### Trecho da página

Morar em Brasília é voltar de viagem e poder assistir “Abril” de graça no Goldoni. Então perder. Porque a cidade inteira resolveu adorar o espetáculo cuja estréia tinha só você mais uns gatos pingados, ano passado, e não durou muito em cartaz, apesar das atrizes, lindas, intensas e com aquele jeito de quem é de outro planeta terem saído pela cidade distribuindo panfletos. Não deu público.
Aí ganharam o prêmio Sesc de melhor atriz, para a Natássia Garcia e melhor direção. Rodaram o país - como faz quem ganha esse prêmio. Foram parar no meu estado, inclusive, meus amigos de Macapá viram e adoraram.
Lembro o impacto que tivemos aquele dia: saímos sem lembrar o que elas tinham dito! Nem uma palavra; não conseguíamos dizer nada.
Parecem séculos, queria tanto ver de novo, descobrir se ainda me causaria as mesmas sensações, se eu entenderia melhor o texto complexo, ou se mais uma vez me perderia nos rostos e atos daquelas duas mulheres opostas e potentes falando do tempo, do amor, de si. Mas os cabelos da Natássia não estão mais raspados e eu perdi a cabeleira castanha da Luciana Mauren por falta de espaço.
Brasília é assim.
Ilude, oferece consolo, então ilude outra vez: à noite, pagamos oito reais para ver “Fernando e Isaura” no teatro da Caixa, adaptado do romance de 1956 do Suassuna - que anda na moda – pelo grupo SaGRAMA e saímos querendo deixar por lá só o figurino, a orquestra fantástica ( mal-aproveitada ) e o iluminador. Fico cada dia mais convencido que só espetáculo ruim dá tanto a falar. Foi uma noitada de Balaio rodando cada aspecto da peça até todos concordarem que a atriz, além de feia, com uma voz sem ternura, não convenceu ninguém travestida de mocinha e isso era culpa do diretor que não soube guiar os atores para que acreditássemos naquele amor desastroso, baseado em Tristão e Isolda. Eu quis que os dois morressem logo no primeiro ato, e ficaram me segurando por duas horas, francamente, me senti desrespeitado. Onde esteve o teatro? Ou a proposta era mesmo ser chato?

######

Desafio 1
Extraia do texto sobre teatro em Brasília a passagem entre "Morar em Brasília" e "conseguíamos dizer nada.", inclusive.
Desafio 2
Responda com base no texto sobre teatro em Brasília:
(a) Em que teatro era possível assistir "Abril" de graça?
(b) Quem recebeu o prêmio Sesc de melhor atriz?
(c) Quanto custou o ingresso para ver "Fernando e Isaura"?
Os registros abaixo provêm de outra fonte.

### Listagem

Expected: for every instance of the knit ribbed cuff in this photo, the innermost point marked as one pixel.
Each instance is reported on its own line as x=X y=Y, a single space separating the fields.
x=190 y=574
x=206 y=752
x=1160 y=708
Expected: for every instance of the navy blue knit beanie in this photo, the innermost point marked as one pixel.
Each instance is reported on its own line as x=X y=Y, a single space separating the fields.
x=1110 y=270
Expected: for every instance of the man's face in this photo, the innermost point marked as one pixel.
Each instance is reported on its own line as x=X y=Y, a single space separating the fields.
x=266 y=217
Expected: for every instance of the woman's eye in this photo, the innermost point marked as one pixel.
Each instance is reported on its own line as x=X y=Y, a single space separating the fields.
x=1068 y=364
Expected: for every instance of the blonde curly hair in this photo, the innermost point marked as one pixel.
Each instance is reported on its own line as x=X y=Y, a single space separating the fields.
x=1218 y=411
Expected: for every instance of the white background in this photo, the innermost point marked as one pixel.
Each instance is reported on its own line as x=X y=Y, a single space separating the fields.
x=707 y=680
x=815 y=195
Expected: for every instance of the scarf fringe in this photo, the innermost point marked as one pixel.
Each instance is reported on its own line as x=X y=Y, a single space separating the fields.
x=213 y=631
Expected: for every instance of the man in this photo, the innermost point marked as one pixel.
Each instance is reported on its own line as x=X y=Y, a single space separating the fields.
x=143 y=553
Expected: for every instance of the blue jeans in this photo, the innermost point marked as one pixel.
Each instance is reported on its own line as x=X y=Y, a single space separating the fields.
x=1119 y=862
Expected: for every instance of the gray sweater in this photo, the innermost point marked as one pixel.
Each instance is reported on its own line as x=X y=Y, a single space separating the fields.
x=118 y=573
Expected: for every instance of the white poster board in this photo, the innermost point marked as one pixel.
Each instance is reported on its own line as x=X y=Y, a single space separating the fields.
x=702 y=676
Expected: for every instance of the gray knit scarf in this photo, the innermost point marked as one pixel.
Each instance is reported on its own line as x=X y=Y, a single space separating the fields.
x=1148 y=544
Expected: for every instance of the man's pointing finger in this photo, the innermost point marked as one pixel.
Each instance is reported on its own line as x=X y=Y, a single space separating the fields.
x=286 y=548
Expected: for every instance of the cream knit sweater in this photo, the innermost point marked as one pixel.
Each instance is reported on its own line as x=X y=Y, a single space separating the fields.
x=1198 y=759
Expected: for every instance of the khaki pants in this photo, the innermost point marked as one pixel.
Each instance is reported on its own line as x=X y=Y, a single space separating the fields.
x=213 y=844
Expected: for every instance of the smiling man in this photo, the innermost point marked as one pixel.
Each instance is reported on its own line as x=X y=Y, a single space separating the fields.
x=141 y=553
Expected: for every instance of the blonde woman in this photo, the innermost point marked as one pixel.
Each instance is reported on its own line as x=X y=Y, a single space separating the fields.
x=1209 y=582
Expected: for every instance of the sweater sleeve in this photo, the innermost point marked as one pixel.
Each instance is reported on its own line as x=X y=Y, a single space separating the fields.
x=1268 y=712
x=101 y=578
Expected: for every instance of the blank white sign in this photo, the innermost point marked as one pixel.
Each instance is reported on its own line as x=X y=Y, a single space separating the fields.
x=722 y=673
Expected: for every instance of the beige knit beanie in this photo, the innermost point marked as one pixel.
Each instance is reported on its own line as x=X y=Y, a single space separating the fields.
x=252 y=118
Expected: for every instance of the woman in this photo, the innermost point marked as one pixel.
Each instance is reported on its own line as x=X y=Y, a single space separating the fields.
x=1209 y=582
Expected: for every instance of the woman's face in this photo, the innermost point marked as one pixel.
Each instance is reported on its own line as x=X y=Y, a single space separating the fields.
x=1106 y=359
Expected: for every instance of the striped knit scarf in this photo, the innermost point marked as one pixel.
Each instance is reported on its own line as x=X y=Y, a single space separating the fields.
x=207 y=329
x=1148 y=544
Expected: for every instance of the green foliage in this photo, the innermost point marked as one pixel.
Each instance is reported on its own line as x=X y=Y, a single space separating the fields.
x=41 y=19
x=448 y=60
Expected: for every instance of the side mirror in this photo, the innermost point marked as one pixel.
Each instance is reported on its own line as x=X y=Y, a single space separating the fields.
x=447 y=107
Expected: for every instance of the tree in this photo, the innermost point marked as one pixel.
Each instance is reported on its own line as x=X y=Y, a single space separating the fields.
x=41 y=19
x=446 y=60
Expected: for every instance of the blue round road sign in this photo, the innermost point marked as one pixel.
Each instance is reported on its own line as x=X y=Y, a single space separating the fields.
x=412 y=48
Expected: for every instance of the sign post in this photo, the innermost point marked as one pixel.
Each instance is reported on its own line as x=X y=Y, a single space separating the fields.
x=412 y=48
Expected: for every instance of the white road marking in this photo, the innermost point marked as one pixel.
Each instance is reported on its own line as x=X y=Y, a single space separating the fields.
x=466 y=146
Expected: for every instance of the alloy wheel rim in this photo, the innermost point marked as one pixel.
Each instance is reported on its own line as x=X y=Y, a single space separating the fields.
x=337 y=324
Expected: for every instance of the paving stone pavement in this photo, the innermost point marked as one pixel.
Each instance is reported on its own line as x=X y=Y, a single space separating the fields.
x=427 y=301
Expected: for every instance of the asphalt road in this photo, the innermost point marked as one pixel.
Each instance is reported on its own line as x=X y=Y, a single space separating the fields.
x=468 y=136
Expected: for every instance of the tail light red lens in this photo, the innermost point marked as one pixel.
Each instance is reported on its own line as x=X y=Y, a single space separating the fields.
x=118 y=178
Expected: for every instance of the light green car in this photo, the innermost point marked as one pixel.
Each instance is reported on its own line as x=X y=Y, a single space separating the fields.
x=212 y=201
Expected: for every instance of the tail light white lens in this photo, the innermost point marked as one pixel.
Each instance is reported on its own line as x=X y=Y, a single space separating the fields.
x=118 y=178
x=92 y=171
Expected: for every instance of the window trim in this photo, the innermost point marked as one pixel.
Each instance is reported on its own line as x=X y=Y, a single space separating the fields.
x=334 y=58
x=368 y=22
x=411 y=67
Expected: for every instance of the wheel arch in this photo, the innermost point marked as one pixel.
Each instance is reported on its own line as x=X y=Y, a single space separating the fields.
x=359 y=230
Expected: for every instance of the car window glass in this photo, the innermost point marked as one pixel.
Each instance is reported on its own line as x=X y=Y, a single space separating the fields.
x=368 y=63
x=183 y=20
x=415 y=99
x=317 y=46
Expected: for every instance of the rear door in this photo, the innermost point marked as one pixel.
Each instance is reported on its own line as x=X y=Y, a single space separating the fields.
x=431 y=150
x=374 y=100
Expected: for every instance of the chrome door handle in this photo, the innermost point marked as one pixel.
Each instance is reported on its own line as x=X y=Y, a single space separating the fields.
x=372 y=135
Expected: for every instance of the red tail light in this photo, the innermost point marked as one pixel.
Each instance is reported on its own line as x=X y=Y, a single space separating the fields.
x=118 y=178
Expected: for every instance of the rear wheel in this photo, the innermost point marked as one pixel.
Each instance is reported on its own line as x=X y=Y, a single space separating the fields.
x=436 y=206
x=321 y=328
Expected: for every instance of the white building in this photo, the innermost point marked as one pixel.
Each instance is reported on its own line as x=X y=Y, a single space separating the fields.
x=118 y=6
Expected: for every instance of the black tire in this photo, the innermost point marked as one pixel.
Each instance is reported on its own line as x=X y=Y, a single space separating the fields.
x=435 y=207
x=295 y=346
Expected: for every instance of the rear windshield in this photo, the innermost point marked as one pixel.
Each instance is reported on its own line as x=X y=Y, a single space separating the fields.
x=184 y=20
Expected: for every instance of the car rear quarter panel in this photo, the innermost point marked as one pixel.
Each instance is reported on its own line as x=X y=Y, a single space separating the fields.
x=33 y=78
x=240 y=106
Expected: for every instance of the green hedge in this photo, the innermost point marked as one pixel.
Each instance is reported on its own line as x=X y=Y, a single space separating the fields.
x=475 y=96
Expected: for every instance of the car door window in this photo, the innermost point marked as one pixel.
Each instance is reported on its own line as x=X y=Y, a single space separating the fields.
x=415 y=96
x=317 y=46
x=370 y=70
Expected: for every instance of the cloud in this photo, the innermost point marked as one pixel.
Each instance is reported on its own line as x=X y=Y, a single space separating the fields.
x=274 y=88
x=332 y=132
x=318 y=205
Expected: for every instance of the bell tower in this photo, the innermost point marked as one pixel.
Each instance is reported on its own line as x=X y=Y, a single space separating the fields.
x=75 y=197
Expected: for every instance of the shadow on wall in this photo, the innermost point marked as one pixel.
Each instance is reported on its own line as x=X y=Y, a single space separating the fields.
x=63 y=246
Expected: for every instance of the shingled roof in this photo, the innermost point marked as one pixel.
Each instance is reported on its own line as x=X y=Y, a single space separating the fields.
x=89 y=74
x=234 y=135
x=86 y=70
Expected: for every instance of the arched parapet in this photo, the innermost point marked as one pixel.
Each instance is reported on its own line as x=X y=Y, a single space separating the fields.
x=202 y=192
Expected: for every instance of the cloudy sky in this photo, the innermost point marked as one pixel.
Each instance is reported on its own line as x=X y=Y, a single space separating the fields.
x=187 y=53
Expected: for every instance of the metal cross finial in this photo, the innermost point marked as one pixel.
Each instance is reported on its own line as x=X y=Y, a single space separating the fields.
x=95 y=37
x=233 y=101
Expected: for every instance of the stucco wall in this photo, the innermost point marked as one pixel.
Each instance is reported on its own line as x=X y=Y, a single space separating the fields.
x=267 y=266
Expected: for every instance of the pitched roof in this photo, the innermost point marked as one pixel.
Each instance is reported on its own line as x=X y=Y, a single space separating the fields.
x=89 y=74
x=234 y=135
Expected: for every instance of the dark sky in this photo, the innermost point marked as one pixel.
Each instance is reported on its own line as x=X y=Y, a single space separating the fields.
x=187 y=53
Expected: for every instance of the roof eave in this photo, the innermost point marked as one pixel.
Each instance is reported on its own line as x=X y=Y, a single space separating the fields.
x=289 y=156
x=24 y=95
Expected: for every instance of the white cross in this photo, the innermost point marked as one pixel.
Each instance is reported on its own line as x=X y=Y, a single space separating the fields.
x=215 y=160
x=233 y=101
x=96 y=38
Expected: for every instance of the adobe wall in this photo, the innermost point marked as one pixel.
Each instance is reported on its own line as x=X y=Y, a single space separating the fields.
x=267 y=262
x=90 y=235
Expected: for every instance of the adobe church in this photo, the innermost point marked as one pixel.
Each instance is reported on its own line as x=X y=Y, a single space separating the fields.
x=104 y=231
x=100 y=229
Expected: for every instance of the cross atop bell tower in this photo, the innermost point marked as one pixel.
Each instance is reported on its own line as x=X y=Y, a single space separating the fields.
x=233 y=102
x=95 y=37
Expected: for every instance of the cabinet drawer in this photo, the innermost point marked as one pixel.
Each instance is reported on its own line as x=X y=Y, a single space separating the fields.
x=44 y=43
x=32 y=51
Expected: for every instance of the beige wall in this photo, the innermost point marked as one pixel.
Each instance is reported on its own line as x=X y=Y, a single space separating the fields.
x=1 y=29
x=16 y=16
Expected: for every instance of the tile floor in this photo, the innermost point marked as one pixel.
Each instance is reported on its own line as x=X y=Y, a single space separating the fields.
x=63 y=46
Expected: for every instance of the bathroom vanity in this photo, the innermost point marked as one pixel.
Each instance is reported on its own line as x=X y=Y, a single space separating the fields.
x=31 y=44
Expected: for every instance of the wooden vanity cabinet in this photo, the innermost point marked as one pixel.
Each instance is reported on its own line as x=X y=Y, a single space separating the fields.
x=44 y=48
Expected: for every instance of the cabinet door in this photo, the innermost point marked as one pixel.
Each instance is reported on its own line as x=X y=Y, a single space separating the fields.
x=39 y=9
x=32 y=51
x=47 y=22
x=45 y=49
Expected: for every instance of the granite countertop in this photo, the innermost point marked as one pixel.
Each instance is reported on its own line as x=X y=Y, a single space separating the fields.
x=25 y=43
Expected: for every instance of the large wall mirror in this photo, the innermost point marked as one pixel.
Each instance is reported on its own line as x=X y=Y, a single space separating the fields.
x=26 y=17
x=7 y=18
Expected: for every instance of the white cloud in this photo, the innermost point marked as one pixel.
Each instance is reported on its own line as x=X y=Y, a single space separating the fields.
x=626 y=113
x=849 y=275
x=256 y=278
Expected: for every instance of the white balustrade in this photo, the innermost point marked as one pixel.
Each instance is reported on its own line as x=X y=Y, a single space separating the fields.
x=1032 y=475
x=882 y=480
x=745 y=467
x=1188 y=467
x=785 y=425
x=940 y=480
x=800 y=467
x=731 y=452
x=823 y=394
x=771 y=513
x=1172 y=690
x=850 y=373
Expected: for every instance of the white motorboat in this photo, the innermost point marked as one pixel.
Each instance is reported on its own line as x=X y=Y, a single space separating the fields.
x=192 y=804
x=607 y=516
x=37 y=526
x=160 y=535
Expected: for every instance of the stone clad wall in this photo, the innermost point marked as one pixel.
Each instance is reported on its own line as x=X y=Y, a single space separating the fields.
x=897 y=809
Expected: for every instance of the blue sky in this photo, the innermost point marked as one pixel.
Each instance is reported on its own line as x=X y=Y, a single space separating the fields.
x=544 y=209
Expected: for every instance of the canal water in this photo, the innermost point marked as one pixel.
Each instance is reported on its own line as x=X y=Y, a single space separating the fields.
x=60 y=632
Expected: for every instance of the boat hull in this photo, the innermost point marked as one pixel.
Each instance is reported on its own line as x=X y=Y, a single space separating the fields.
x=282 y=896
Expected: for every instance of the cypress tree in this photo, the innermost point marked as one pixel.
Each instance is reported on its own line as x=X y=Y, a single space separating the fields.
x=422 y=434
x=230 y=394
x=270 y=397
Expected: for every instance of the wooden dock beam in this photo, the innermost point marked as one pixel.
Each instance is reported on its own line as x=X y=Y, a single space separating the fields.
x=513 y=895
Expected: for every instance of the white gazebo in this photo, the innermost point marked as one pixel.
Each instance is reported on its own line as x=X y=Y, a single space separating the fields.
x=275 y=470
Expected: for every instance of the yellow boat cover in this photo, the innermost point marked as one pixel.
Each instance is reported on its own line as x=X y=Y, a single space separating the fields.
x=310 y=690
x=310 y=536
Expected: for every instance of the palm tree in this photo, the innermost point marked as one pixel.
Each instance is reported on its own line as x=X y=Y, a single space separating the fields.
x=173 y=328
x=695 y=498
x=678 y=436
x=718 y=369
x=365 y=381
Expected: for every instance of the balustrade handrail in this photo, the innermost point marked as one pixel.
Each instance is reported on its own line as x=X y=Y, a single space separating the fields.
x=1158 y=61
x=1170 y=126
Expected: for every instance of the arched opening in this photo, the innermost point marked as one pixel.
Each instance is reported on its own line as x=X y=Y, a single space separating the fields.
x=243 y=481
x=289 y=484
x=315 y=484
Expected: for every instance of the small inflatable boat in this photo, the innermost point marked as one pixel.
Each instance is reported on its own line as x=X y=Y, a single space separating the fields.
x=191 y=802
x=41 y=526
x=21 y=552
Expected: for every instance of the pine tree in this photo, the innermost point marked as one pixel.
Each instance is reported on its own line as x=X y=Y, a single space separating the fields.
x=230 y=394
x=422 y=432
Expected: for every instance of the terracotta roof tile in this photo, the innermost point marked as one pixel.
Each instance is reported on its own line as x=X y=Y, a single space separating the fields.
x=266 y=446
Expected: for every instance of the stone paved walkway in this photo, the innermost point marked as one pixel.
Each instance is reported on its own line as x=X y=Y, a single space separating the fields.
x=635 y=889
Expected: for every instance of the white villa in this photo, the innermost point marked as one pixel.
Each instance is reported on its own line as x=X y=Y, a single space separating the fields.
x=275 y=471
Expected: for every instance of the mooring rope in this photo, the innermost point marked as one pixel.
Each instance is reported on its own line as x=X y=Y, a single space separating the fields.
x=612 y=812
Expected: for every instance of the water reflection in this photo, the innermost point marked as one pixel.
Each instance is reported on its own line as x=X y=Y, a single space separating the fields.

######

Solução completa 1
Morar em Brasília é voltar de viagem e poder assistir “Abril” de graça no Goldoni. Então perder. Porque a cidade inteira resolveu adorar o espetáculo cuja estréia tinha só você mais uns gatos pingados, ano passado, e não durou muito em cartaz, apesar das atrizes, lindas, intensas e com aquele jeito de quem é de outro planeta terem saído pela cidade distribuindo panfletos. Não deu público.
Aí ganharam o prêmio Sesc de melhor atriz, para a Natássia Garcia e melhor direção. Rodaram o país - como faz quem ganha esse prêmio. Foram parar no meu estado, inclusive, meus amigos de Macapá viram e adoraram.
Lembro o impacto que tivemos aquele dia: saímos sem lembrar o que elas tinham dito! Nem uma palavra; não conseguíamos dizer nada.

Solução completa 2
(a) No Goldoni.
(b) Natássia Garcia.
(c) Oito reais.